* _Stored rows_

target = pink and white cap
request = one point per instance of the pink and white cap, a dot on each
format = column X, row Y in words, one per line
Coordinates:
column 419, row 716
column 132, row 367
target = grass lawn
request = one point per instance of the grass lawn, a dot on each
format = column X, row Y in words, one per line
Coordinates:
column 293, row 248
==
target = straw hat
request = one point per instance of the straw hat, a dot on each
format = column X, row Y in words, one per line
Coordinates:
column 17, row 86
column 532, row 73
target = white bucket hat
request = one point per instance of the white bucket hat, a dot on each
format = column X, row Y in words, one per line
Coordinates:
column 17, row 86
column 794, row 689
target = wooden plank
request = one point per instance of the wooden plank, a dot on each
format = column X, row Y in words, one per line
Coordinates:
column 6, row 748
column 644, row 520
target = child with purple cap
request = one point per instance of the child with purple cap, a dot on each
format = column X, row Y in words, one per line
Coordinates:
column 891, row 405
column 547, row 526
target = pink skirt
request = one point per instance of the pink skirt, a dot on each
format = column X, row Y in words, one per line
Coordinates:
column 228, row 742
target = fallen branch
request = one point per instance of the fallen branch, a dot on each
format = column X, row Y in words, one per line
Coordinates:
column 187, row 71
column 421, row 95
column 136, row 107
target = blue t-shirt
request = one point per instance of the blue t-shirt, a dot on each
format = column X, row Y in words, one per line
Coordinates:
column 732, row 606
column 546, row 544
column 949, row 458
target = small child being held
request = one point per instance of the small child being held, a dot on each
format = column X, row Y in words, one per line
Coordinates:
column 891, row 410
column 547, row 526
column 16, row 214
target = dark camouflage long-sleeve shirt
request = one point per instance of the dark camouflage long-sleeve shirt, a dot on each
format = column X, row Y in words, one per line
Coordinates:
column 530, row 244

* _Problem to work on_
Could you update the entries from the line with "target = pink and white cap" to the line with "column 132, row 367" by replacing "instance" with "occurrence", leaving everything else unchanged, and give back only those lines?

* _Solution for this exercise_
target = pink and white cap
request = one point per occurrence of the pink and white cap, a dot on each
format = column X, row Y in words, one per line
Coordinates:
column 419, row 716
column 132, row 367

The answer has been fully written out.